Non ha provocato grandi reazioni il passaggio dei comuni dell'Alta Valmarecchia dalla provincia di Pesaro-Urbino a quella di Rimini. E, dunque, dalle Marche all'Emilia Romagna. Voluto e votato dai cittadini attraverso un referendum popolare circa un paio d'anni fa. Con un consenso plebiscitario. La Valmarecchia è incastrata fra monti, colline e corsi d'acqua. Un paesaggio suggestivo. Dal punto di vista naturale, ma anche architettonico e artistico. Giacimento gastronomico pregevole. Prodotto di riferimento: il pecorino di fossa. In alto, a Pennabilli, Tonino Guerra esorta il suo amico Gianni a coltivare l'ottimismo. Il profumo della vita.

L'Alta Valmarecchia inseguiva da tempo questo obiettivo. In base a buone ragioni: storiche, geografiche, culturali. Novafeltria, Sant'Agata Feltria, Talamello, Pennabilli, Casteldelci, Maiolo. Insieme a San Leo, sovrastata da una rocca cupa e magnifica. Dove venne imprigionato Cagliostro. Sono periferia - meglio: entroterra - di Rimini e non di Pesaro-Urbino. Oggi che anche il Senato ha riconosciuto la loro identità romagnola: festeggiano. "Abbiamo ridato dignità al popolo dell'Alta Valmarecchia di ritornare alla sua madre patria", ha esclamato, commosso, Gianluca Pini, deputato della Lega. Immaginiamo, però, che l'entusiasmo e l'emozione si riverberino anche altrove. In particolare: negli altri comuni che, in tutta Italia, chiedono - da più tempo dell'Alta Valmarecchia, talora - di liberarsi dal giogo imposto dallo Stato centralista. Di riunirsi, anch'essi, alla loro madrepatria. Cambiando provincia e regione. Come negare questa loro aspirazione? Pensiamo ai comuni dell'Altopiano di Asiago. Perché impedire loro di accedere alla provincia di Trento? Insieme (fra gli altri) a Cortina e a Lamon (il primo ad averne fatto richiesta). E perché bloccare la voglia dei cittadini di Portogruaro, Caorle e Concordia Sagittaria di scavalcare i confini della provincia di Venezia per passare a quella di Pordenone? Di trasferirsi dal Veneto al Friuli Venezia Giulia? Oppure, ancora, perché chiudere i confini della Val d'Aosta ai comuni dell'Alto Canavese? A Noasca e Carema, 1000 abitanti in due? Perché frenare la loro voglia di secedere dal Piemonte? Anche in questi realtà locali si sono svolti referendum, partecipati e approvati dalla quasi totalità della popolazione. Anche se, a differenza della Valmarecchia, è legittimo il sospetto che dietro all'iniziativa gli interessi materiali contino molto più che il patriottismo.

= = =

#### [CONSEGNA 1]
Secondo l'articolo sull'Alta Valmarecchia, perché quei comuni volevano passare alla provincia di Rimini? Rispondi con una, due o tre frasi.
#### [CONSEGNA 2]
Prosegui l'articolo sul passaggio dell'Alta Valmarecchia a Rimini dal punto in cui si ferma.
Le voci riportate più avanti non hanno alcun ruolo in questo lavoro.

= = =

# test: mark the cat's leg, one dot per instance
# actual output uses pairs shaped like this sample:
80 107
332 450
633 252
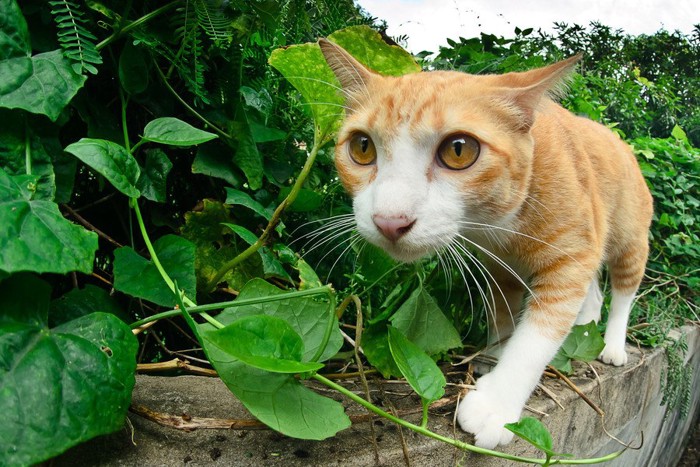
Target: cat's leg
590 310
626 273
500 395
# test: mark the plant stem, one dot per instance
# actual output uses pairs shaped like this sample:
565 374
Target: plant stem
274 220
189 107
136 23
27 148
459 444
232 303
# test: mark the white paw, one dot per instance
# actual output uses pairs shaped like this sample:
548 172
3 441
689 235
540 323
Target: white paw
613 355
484 411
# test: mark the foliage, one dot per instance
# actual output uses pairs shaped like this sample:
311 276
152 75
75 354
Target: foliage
194 140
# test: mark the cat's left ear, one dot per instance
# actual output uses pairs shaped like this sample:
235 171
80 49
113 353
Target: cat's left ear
353 75
527 89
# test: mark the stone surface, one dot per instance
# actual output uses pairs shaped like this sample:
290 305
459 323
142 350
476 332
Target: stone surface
630 397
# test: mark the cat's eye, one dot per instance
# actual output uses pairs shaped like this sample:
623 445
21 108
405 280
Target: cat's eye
361 149
458 151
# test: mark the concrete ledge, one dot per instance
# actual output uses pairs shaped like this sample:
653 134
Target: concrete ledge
630 397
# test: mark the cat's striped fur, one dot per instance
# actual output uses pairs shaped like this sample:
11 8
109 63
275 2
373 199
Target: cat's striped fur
549 198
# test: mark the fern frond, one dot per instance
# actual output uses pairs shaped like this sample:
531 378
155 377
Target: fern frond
76 40
214 20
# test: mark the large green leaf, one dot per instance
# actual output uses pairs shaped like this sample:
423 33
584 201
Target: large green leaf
35 236
136 276
62 386
279 400
308 316
206 228
21 136
421 320
81 302
175 132
152 182
112 161
237 197
14 35
42 84
417 367
263 342
306 69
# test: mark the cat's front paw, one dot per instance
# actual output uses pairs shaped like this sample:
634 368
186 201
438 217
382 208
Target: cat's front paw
484 412
613 355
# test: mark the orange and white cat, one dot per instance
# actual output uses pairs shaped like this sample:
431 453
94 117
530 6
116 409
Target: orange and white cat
438 160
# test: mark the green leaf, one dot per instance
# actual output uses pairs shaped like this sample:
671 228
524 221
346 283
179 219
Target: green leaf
534 432
14 35
133 68
58 387
279 400
679 134
140 278
306 69
375 343
423 323
263 342
306 200
35 236
205 228
17 130
308 279
152 182
81 302
416 366
368 47
584 343
237 197
110 160
43 84
247 157
308 316
175 132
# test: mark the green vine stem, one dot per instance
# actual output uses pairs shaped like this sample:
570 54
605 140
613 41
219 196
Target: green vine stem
274 220
27 148
136 23
456 443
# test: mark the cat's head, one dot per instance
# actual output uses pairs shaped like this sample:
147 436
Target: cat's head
425 154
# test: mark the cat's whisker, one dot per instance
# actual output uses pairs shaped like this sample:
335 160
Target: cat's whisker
515 232
461 266
354 240
489 280
503 264
489 305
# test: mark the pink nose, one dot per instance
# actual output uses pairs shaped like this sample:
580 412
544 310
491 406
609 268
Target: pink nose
392 227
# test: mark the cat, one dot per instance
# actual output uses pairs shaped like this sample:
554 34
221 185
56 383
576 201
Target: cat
439 159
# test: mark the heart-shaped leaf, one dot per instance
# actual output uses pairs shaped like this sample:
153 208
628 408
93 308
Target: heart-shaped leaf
110 160
417 367
264 342
35 236
62 386
174 132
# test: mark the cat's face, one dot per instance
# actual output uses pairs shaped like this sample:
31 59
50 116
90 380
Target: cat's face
430 156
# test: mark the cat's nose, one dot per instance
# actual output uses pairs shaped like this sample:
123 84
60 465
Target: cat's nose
393 227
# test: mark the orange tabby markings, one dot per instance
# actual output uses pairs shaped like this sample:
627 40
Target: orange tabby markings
550 195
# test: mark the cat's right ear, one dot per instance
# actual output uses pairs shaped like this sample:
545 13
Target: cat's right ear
353 75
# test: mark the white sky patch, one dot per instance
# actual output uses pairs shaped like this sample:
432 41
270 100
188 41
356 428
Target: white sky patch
428 23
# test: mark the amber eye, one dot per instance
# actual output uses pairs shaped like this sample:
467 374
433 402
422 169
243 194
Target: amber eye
362 149
459 151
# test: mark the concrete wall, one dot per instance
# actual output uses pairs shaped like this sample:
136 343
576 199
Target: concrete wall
630 397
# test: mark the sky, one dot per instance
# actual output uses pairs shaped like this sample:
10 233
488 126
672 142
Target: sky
428 23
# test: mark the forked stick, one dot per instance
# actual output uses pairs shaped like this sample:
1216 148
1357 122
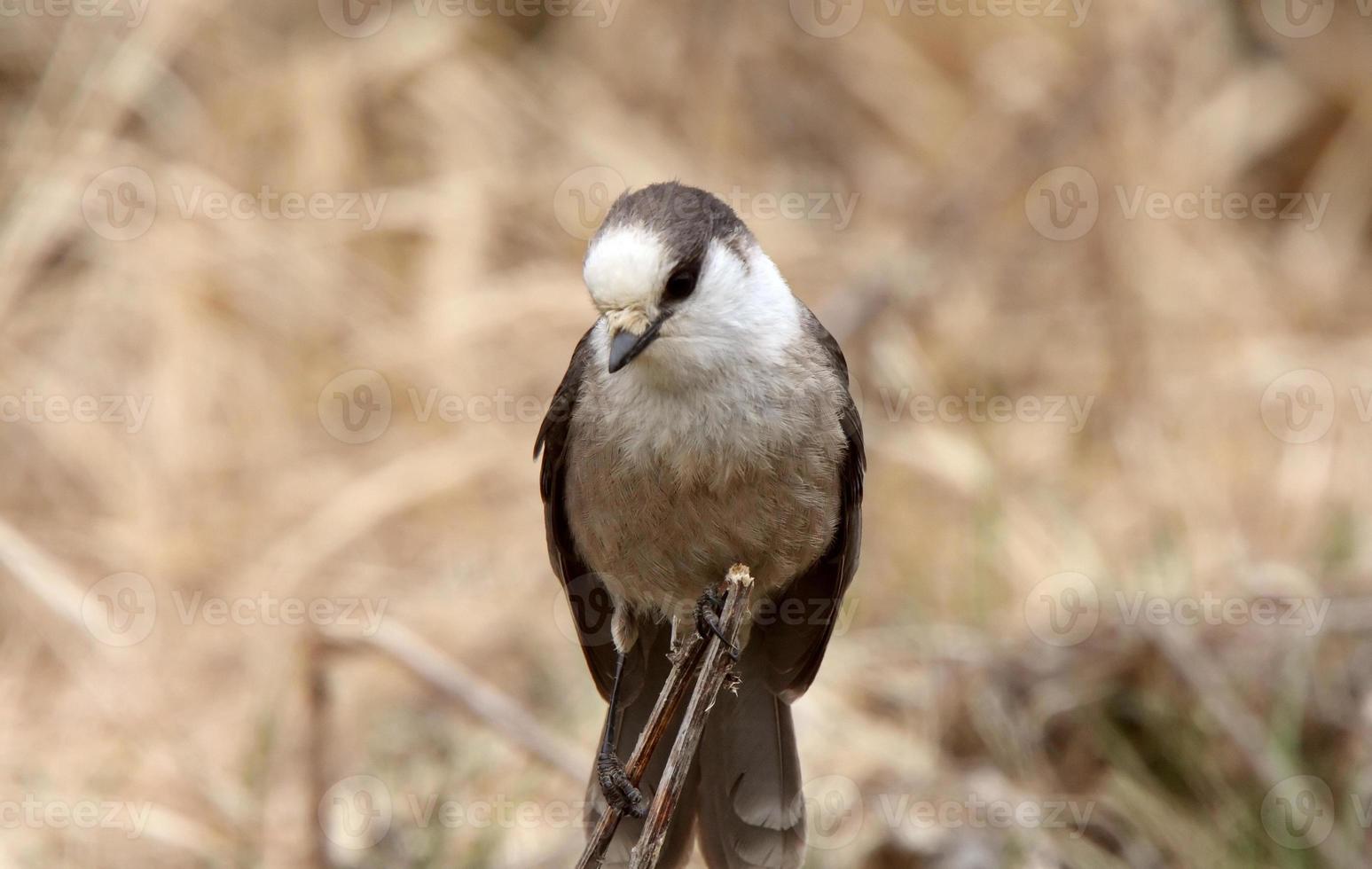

= = =

#### [RISPOSTA 1]
L'Alta Valmarecchia inseguiva questo obiettivo per buone ragioni storiche, geografiche e culturali. I suoi comuni sono periferia, o meglio entroterra, di Rimini e non di Pesaro-Urbino.

#### [RISPOSTA 2]
Perché entrare in regioni a statuto speciale - come il Trentino, il Friuli Venezia Giulia e la Valle d'Aosta - comporta benefici evidenti e rilevanti. Tuttavia, molti altri comuni nutrono la stessa ambizione, senza però orientarsi verso regioni autonome. Comuni della Campania che intendono passare alla Puglia, al Molise o alla Basilicata. Altri che dalla Toscana vogliono trasferirsi in Emilia Romagna. Oppure che dal Lazio vorrebbero entrare in Umbria. E poi, in definitiva, perché non permettere alla provincia di Bolzano di ritornare ad essere Sud Tirolo e quindi Tirolo? Per lingua e storia è difficile negare l'esistenza di forti legami fra i due contesti.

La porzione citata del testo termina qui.